WHAT IS EXPECTED —
Reproduce the records word for word, starting at their beginning and ending at the line that contains "[746, 159, 880, 331]", with both ends included. Leave the pictures out of your copy.

— START OF SUPPLIED RECORDS —

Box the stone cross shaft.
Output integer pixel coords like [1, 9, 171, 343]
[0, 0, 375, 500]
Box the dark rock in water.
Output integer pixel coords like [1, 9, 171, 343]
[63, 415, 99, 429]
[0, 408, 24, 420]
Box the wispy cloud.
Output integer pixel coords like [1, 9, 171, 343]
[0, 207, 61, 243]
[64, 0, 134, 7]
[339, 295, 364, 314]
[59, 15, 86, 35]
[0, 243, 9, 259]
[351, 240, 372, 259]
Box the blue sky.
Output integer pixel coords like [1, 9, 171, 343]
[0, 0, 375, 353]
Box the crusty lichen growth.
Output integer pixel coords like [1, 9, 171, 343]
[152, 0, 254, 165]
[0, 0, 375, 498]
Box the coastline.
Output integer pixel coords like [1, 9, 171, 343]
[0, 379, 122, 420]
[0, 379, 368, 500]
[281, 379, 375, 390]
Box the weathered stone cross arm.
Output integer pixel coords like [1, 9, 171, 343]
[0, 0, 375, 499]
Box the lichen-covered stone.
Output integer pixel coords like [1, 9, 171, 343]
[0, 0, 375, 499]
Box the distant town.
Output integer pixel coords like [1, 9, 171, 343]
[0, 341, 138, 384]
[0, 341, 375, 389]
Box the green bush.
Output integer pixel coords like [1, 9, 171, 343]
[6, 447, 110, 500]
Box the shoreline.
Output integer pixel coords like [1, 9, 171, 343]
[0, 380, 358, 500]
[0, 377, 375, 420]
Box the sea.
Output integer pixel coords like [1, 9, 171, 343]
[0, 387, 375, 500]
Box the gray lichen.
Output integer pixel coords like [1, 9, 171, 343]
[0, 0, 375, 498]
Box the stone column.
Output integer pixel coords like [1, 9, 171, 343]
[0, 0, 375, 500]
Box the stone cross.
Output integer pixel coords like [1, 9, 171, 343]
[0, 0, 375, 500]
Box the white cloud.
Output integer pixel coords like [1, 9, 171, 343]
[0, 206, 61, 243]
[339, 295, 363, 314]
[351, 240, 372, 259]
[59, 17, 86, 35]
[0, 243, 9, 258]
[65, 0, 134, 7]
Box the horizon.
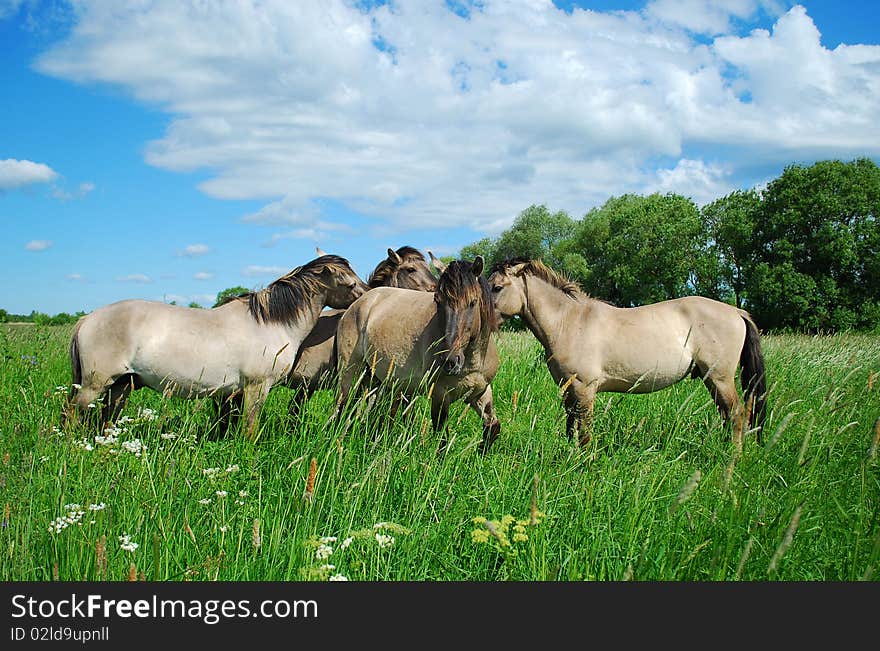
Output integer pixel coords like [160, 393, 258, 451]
[0, 0, 880, 315]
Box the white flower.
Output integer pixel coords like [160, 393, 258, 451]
[122, 439, 147, 457]
[119, 533, 139, 552]
[315, 543, 333, 561]
[376, 533, 394, 549]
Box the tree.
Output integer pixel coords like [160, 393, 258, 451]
[695, 190, 761, 308]
[572, 193, 702, 307]
[214, 285, 251, 307]
[492, 205, 575, 268]
[746, 159, 880, 331]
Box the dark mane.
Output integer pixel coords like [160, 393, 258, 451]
[489, 258, 586, 300]
[367, 246, 425, 288]
[437, 260, 498, 332]
[218, 255, 351, 324]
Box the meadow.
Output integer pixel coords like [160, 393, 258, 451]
[0, 325, 880, 581]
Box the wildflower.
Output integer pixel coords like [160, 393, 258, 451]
[122, 439, 147, 457]
[315, 543, 333, 561]
[376, 533, 394, 549]
[73, 439, 95, 452]
[119, 533, 139, 552]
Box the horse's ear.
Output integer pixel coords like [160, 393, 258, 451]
[388, 246, 403, 264]
[428, 251, 446, 273]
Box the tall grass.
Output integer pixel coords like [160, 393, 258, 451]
[0, 326, 880, 581]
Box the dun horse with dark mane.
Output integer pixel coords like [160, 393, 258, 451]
[489, 259, 767, 445]
[287, 246, 437, 418]
[67, 255, 367, 439]
[336, 256, 501, 452]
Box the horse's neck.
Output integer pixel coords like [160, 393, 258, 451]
[522, 275, 589, 351]
[284, 289, 327, 339]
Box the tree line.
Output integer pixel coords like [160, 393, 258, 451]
[458, 158, 880, 332]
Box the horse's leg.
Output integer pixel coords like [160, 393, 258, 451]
[242, 380, 272, 442]
[469, 384, 501, 454]
[101, 373, 140, 423]
[287, 382, 312, 422]
[210, 393, 242, 440]
[431, 391, 449, 452]
[565, 378, 596, 447]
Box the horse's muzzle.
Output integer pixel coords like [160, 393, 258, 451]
[443, 352, 464, 375]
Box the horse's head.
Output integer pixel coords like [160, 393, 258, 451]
[489, 260, 528, 321]
[307, 255, 370, 309]
[369, 246, 437, 292]
[434, 256, 495, 375]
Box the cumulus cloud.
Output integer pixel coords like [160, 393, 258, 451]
[24, 240, 52, 252]
[37, 0, 880, 234]
[116, 274, 153, 284]
[0, 158, 58, 192]
[177, 244, 211, 258]
[241, 264, 290, 278]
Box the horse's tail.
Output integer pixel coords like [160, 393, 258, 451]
[739, 312, 767, 442]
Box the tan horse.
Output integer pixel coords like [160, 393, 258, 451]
[67, 255, 367, 439]
[336, 256, 501, 452]
[489, 259, 766, 445]
[287, 246, 437, 418]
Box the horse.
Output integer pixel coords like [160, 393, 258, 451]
[336, 256, 501, 454]
[285, 246, 437, 419]
[65, 255, 367, 440]
[489, 258, 767, 446]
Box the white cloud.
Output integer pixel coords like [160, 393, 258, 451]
[0, 158, 58, 192]
[37, 0, 880, 234]
[24, 240, 52, 252]
[116, 274, 153, 284]
[177, 244, 211, 258]
[52, 183, 95, 201]
[653, 159, 736, 206]
[241, 264, 290, 278]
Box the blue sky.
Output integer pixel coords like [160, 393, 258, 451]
[0, 0, 880, 314]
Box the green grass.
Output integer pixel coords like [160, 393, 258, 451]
[0, 326, 880, 581]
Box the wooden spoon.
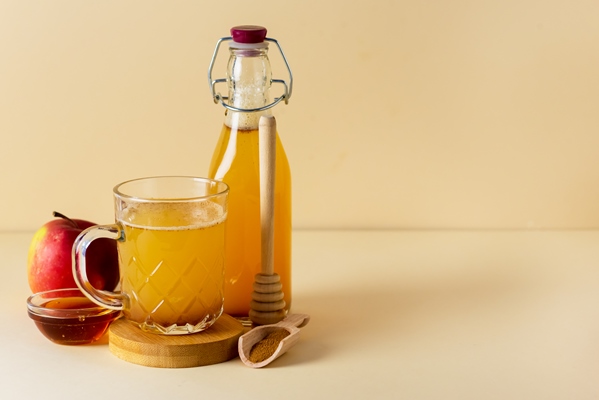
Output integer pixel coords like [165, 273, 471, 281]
[249, 115, 286, 325]
[237, 314, 310, 368]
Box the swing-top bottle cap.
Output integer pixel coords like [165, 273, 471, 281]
[231, 25, 266, 44]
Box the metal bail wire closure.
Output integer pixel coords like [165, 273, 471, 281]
[208, 36, 293, 112]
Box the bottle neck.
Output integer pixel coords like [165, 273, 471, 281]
[227, 44, 272, 129]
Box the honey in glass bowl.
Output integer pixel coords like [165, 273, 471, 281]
[27, 289, 121, 345]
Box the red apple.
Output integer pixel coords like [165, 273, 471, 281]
[27, 212, 119, 293]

— END OF SUPPLIED RECORDS —

ANSWER TO THE PROBLEM —
Box the stone cross shaft.
Output integer pixel coords like [1, 9, 171, 343]
[0, 0, 375, 500]
Box the dark rock in water.
Output integer pixel coords like [1, 9, 171, 343]
[63, 415, 99, 429]
[0, 408, 24, 420]
Box the wispy cloud.
Output integer pixel coords like [1, 9, 171, 343]
[0, 207, 61, 243]
[64, 0, 134, 7]
[339, 295, 364, 314]
[59, 15, 86, 35]
[0, 243, 9, 259]
[351, 240, 372, 259]
Box the blue sky.
Output integer pixel coords like [1, 9, 171, 343]
[0, 0, 375, 353]
Box the crusty lichen growth.
Output integer pixel coords like [1, 9, 171, 343]
[152, 0, 254, 165]
[0, 0, 375, 498]
Box the coastline.
Output integer pixel coords like [1, 9, 171, 343]
[0, 379, 122, 420]
[0, 379, 368, 500]
[281, 379, 375, 390]
Box the weathered stone cross arm.
Output integer pixel coords like [1, 9, 171, 343]
[0, 0, 375, 499]
Box the lichen-covered stone.
Output integer pixel coords like [1, 9, 171, 343]
[0, 0, 375, 499]
Box the distant town.
Output integer pixel coords like [1, 9, 171, 343]
[0, 341, 138, 384]
[0, 341, 375, 389]
Box the green bush.
Output integer pixel coords like [1, 9, 171, 343]
[6, 447, 110, 500]
Box the shoreline.
Output integer pixel coords like [1, 9, 171, 343]
[0, 380, 358, 500]
[0, 377, 375, 420]
Box the sea.
Output integer pixel coords like [1, 9, 171, 343]
[0, 387, 375, 500]
Box the gray lichen.
Output integer pixel coords like [1, 9, 171, 343]
[0, 0, 375, 498]
Box the stone column.
Output integer pixel coords like [1, 9, 171, 343]
[0, 0, 375, 500]
Box the stone cross.
Output integer pixel coords like [1, 9, 171, 343]
[0, 0, 375, 500]
Box the white cloud.
Output integer pixel coords like [1, 9, 171, 343]
[0, 206, 61, 243]
[339, 295, 363, 314]
[351, 240, 372, 259]
[59, 17, 86, 35]
[0, 243, 9, 258]
[65, 0, 134, 7]
Box the horizon.
Output integer pixel coords like [160, 393, 258, 451]
[0, 0, 880, 315]
Box the white flower.
Output integer pixel coords like [160, 393, 258, 451]
[122, 439, 147, 457]
[119, 533, 139, 552]
[315, 543, 333, 561]
[376, 533, 394, 549]
Box the tree.
Output integer pixel coords like [160, 393, 258, 451]
[695, 190, 761, 308]
[572, 193, 702, 307]
[214, 285, 251, 307]
[492, 205, 575, 268]
[746, 159, 880, 331]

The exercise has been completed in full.